▶ Source extract

= = =

On Tuesday, March 2, I’m hosting a webinar event with three early childhood experts from Sweden on the unintended consequences of universal child care. When it was posted yesterday, pushback from early childhood leaders was swift and severe. “What’s the purpose of such an event?” I’m being asked. “We know that high-quality childcare is good for children.” Exactly what am I trying to accomplish?

Of course, I believe that high-quality childcare is essential for families who need it. My aim is simply to promote more thought and debate around proposals with such serious implications for children’s lives. We know that plans often don’t play out the way they’ve been imagined. Unanticipated outcomes often occur. And examples of consistent high quality carried out in large-scale public programs are few to none.

So, here are some of my questions: Are we 100 percent sure that universal childcare will turn out positively for all children? That implementation in the real world will be every bit as good as the high-quality-ensured vision? Funding will always be sufficient? Caring, loving early childhood teachers who are great with young children will always be on hand? Disadvantaged children won’t somehow, someday, end up in too-low-quality care? All young children will thrive in out-of-home, group settings, day after day after day?

= = =

▶ Your goal
Answer these questions on the passage about universal child care:
1. On what day and date is the webinar set to take place?
2. How many experts will join the webinar, and what country are they from?
3. How many examples of consistent high quality in large-scale public programs does the passage say exist?
The listing after this point comes from a separate source.

= = =

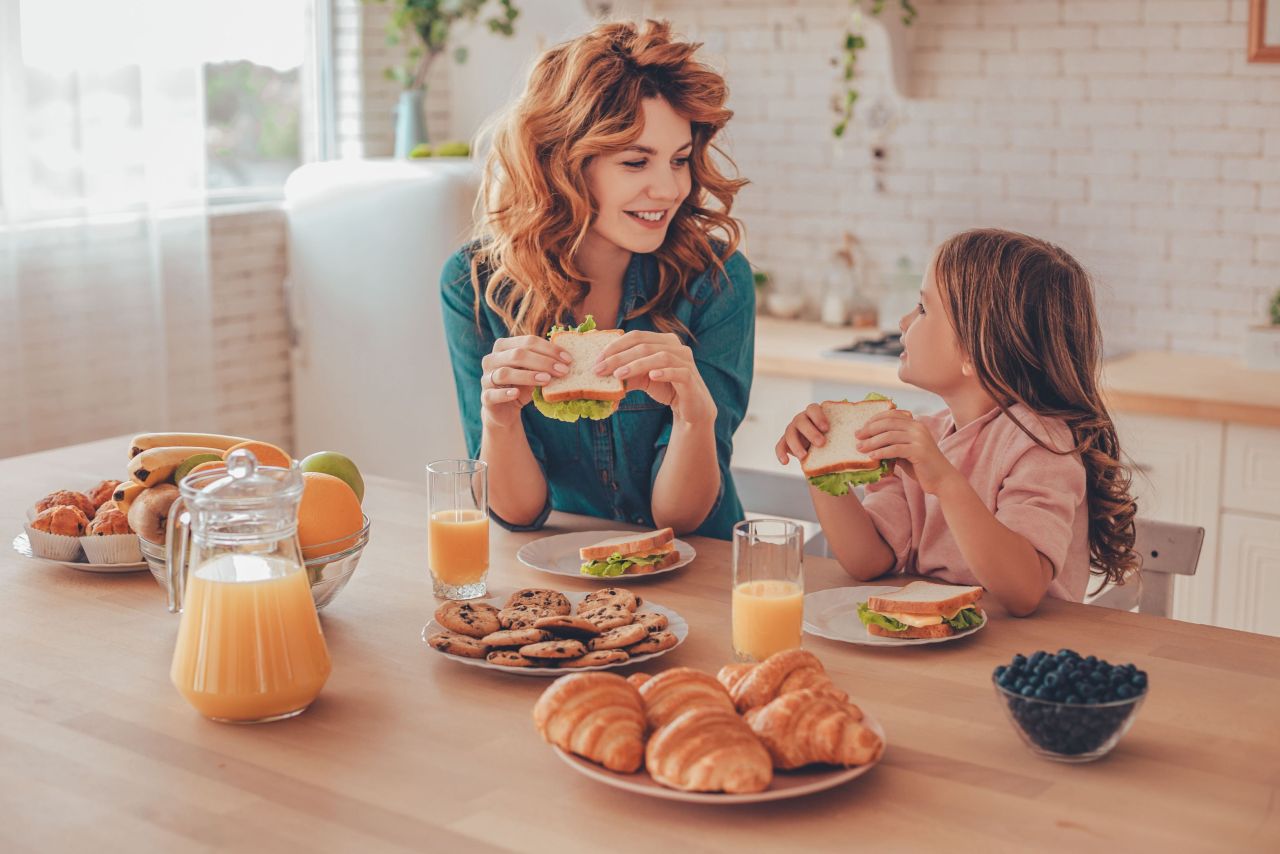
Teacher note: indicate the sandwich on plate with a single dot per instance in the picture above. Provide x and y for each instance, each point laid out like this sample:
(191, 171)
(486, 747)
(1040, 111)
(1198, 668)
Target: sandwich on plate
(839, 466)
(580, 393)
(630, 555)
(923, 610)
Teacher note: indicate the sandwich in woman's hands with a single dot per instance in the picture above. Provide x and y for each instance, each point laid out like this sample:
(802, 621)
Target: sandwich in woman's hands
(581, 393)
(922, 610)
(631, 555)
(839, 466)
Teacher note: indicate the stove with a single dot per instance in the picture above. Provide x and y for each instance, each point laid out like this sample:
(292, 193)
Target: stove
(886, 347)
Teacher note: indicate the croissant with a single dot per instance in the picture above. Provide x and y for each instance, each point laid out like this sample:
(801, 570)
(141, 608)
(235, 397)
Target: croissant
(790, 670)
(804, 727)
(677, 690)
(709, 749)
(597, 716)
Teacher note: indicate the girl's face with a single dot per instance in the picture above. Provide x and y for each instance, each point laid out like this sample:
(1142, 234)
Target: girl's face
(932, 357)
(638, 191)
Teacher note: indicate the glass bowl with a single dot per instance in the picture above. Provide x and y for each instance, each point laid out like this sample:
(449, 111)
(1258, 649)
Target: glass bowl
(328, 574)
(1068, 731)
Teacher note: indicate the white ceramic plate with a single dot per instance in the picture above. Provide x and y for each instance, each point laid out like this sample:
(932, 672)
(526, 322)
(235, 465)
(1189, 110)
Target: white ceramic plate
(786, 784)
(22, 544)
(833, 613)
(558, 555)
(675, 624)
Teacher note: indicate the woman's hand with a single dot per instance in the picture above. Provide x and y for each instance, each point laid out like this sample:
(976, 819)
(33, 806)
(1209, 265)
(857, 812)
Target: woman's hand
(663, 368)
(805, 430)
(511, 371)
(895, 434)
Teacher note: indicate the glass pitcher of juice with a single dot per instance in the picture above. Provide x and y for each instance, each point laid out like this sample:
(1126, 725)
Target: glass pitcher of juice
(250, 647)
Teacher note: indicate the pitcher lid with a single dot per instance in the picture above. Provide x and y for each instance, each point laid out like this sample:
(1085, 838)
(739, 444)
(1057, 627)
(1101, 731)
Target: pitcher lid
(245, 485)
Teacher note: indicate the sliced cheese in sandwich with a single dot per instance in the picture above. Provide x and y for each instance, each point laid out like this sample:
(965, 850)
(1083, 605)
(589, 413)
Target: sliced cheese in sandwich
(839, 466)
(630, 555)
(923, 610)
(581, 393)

= = =

▶ Reply
1. Tuesday, March 2
2. Three experts, from Sweden
3. Few to none